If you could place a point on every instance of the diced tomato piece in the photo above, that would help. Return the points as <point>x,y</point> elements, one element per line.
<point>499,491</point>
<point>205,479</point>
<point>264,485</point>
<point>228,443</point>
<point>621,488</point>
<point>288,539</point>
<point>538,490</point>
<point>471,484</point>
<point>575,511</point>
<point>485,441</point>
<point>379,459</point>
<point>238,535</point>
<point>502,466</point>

Brief: Write out the data a second time, exactly the same.

Answer to this task:
If you could place a point on every instance of the diced tomato piece in the photo above, that would help. Return the points as <point>x,y</point> elements, one element per line.
<point>499,491</point>
<point>205,479</point>
<point>264,485</point>
<point>228,443</point>
<point>621,488</point>
<point>288,539</point>
<point>538,490</point>
<point>471,484</point>
<point>575,511</point>
<point>485,441</point>
<point>379,459</point>
<point>238,535</point>
<point>502,466</point>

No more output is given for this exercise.